Consignes écrites:
A. Quels hauts faits d'armes le texte sur le drapeau désigne-t-il nommément dans son premier paragraphe ?
B. Reprenez le texte sur le drapeau à la suite de sa dernière phrase.

18/05/2024
Pour le drapeau, pour la patrie, vivre est beau !
Auteur: Saintil BRICE, texte publié dans
Le Nouvelliste
Atelier d'apprentissage BVDRW
15 mai 2024 | Lecture : 7 min.
Enfant, adolescent et même à l’âge adulte, j’ai été toujours fasciné par les hauts faits de notre histoire de peuple. Les exploits de la Ravine à Couleuvre, du Combat de Vertières et de la Butte Charrier, les autres combats menés dans le cadre de la Guerre de l’Indépendance, entre autres, ajoutés aux paroles célèbres de nos héros, ont contribué à façonner mon esprit. Ils me portent aussi à développer un attachement particulier à mon pays natal, mon peuple, ma communauté et ma famille.
Aujourd’hui encore, je peux continuer à réciter les paroles célèbres enfouies dans la mémoire dès ma prime enfance comme : « En me reversant on a abattu à Saint-Domingue le tronc de l’arbre de la liberté des Noirs, il repoussera par ses racines parce qu’elles sont profondes et nombreuses » (Toussaint Louverture) ; « Nous allons attaquer ce matin, dit-il, à la garnison. Que tous ceux qui veulent redevenir esclaves des Français sortent du Fort ! Que ceux, au contraire, qui veulent mourir en hommes libres se rangent autour de moi ! » (Jean-Jacques Dessalines). La garnison entière cria d’une forte voix: « Nous mourons tous pour la liberté. »
Personnellement en 2005, j’ai eu l’occasion de porter les couleurs nationales comme l’un des représentants de mon pays à la Marche des nations du monde à Saint-Louis, Missouri, en compagnie des délégations venues de plus de 210 pays. J’ai éprouvé une forte et émouvante sensation de fierté en défilant en costume national et en tenant des deux mains le mât pour faire flotter notre bicolore aux côtés des autres drapeaux des peuples libres du monde.
En revanche, je dois signaler que je garde encore en mémoire l’unique punition à laquelle j’ai été soumis pendant tout mon parcours scolaire et universitaire. En classe de Seconde, appelée Secondaire II dans le système actuel, j’ai été amené à rester pendant environ trente 30 minutes, regardant fixement le drapeau national hissé sur le mât de mon école pour avoir hésité ce jour-là à entonner la première strophe de notre hymne national, la Dessalinienne.

Lignes de données:
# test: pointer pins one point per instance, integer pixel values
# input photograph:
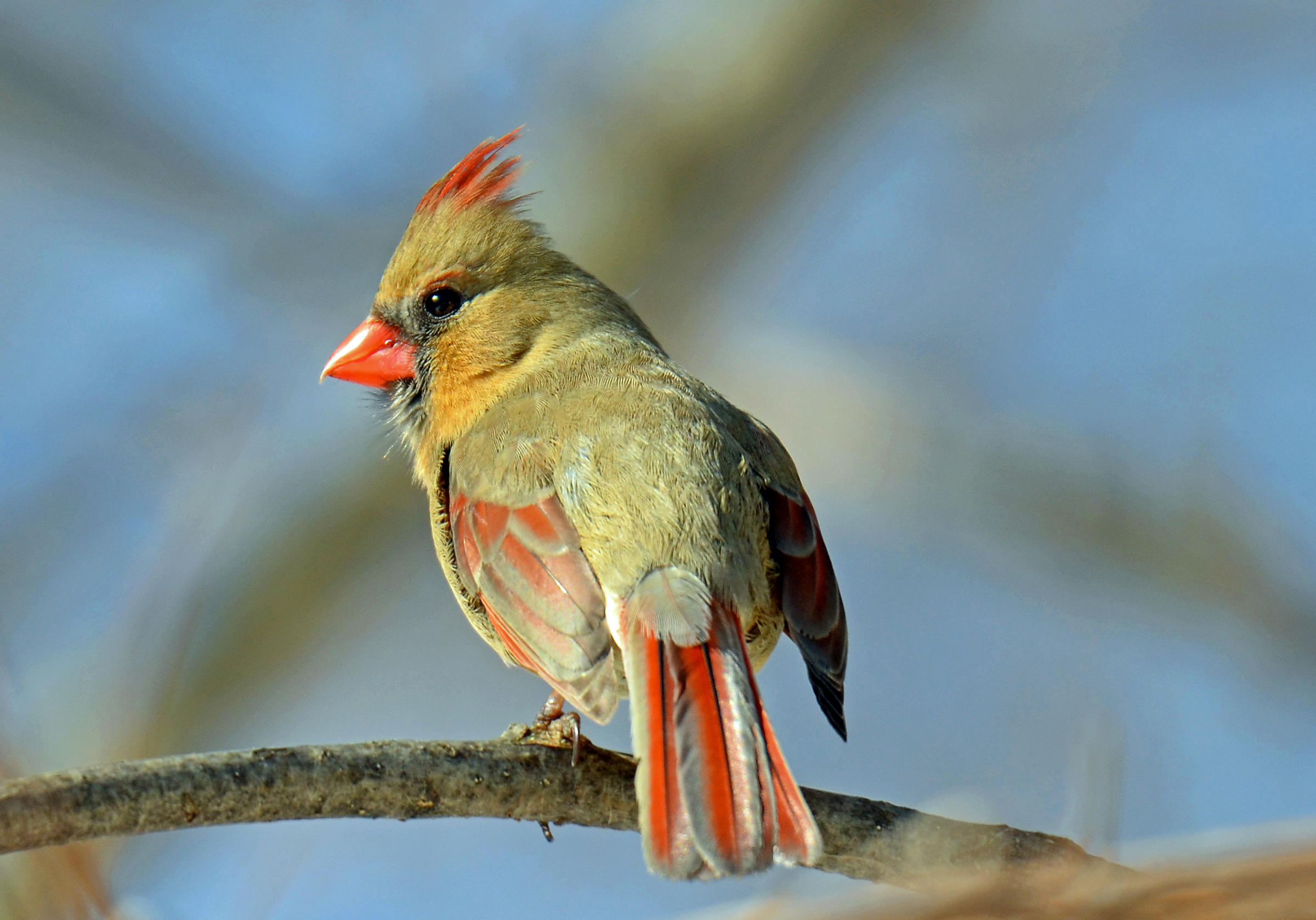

Corrigé de l'exercice:
A. La Ravine à Couleuvre, le Combat de Vertières et la Butte Charrier.

B.
Mon hésitation résultait de mon profond malaise avec la façon dont l’auteur de notre Hymne national, Justin Lhérisson, a commencé le texte : « Pour le Drapeau, Pour la Patrie, Mourir est beau ! ». L’auteur semble mettre l’emphase sur la beauté de la mort pour la Patrie dans la première strophe au lieu d’accentuer la nécessité de vivre pour le Drapeau et pour la Patrie. Malgré toute l’admiration que j’éprouvais et que j’éprouve encore pour l’ensemble des œuvres de Lhérisson, cet écrivain de renom, je continue à creuser pour comprendre la vision du monde, la logique et la philosophie qui poussaient l’auteur à procéder de la sorte dans la rédaction de ce patrimoine culturel que constitue notre hymne national, symbole de notre identité de peuple et expression d’un message fort lancé aux autres peuples du monde.
Tout en reconnaissant la nécessité de braver même la mort pour défendre nos valeurs, nos croyances et notre pays, je reste convaincu qu’il est plus facile de mourir pour son pays que de vivre pour son pays. Si choisir de mourir pour défendre sa Patrie est un acte héroïque magnanime, donc très appréciable, s’engager à vivre pour son Drapeau et pour sa Patrie constitue un des actes les plus courageux et inestimables exigeant beaucoup de conviction, l’esprit de dépassement de soi, de renoncement, la force de caractère et des efforts titanesques.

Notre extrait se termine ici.